▶ Position annotation records:
================================
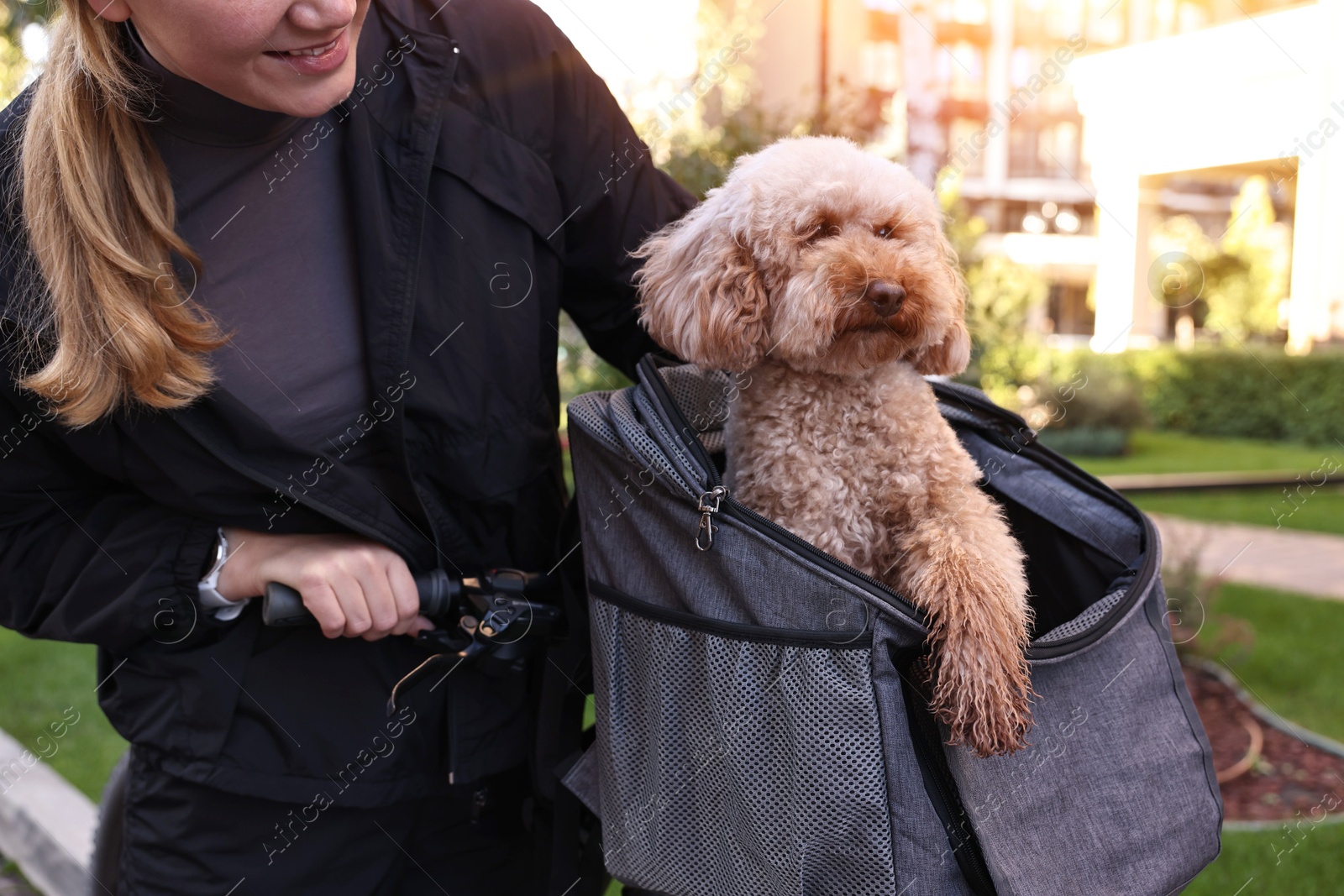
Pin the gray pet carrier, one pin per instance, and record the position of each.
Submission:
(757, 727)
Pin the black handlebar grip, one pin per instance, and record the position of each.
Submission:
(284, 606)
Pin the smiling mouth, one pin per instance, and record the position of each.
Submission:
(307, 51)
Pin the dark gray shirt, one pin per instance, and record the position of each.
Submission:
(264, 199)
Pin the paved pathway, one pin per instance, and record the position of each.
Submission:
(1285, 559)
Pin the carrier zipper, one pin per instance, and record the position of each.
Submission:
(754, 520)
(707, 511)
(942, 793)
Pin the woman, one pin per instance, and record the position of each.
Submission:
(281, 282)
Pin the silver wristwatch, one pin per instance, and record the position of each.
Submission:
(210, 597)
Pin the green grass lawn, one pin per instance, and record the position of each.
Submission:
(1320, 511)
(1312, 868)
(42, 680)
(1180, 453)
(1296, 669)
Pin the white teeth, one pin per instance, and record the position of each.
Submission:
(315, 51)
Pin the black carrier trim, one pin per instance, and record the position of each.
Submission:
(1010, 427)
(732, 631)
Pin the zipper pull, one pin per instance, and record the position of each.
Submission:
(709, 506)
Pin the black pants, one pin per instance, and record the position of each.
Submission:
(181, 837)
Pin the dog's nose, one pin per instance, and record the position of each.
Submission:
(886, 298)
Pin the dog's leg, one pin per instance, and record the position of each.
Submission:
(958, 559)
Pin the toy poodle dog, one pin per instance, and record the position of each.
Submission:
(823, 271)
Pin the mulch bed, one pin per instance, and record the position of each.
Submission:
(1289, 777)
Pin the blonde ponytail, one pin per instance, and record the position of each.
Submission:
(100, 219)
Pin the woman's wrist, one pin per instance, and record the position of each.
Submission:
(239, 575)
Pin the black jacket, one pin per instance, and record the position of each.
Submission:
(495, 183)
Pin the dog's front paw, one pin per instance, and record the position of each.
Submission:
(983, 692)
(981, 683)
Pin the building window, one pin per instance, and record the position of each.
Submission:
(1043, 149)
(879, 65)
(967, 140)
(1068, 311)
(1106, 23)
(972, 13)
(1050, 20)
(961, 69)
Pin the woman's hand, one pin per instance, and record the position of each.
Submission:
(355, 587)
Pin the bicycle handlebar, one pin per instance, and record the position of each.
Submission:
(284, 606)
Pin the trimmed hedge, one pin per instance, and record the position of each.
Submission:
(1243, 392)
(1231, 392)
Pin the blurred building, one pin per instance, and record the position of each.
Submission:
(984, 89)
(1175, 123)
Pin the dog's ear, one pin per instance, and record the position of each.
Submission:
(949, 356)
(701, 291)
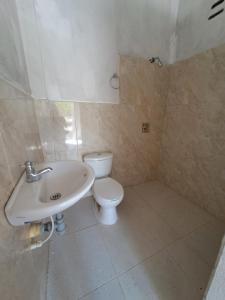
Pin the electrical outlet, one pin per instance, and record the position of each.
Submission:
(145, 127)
================================
▶ Task instructions: Copy out the records word for word, starting at the line that contains "Pin the dog's front" and continuing through the final line of the records. Leave out the pictures.

▶ Problem solution:
Pin the dog's front paw, one pin per instance, and record the position of each.
Submission:
(983, 692)
(981, 683)
Pin the building window, one pin per instance, and record the position of each.
Submission:
(1043, 149)
(879, 65)
(967, 140)
(1068, 311)
(1106, 23)
(972, 13)
(1050, 20)
(961, 69)
Pin the woman's hand, one pin per instance, and record the position of each.
Submission:
(355, 587)
Pin the bicycle handlebar, one pin per instance, and record the position of each.
Submission:
(284, 606)
Pin the trimmed hedge, one pin per instance, and record the position of each.
Submission:
(1243, 392)
(1231, 392)
Pin the blurred building, one pin per instance, and record the position of each.
Submission:
(984, 89)
(1175, 123)
Pin the dog's ear, one pin per instance, and record the position of each.
Submission:
(949, 356)
(701, 291)
Pin the electrical outlet, one pin per instance, and record the position of each.
Submission:
(145, 127)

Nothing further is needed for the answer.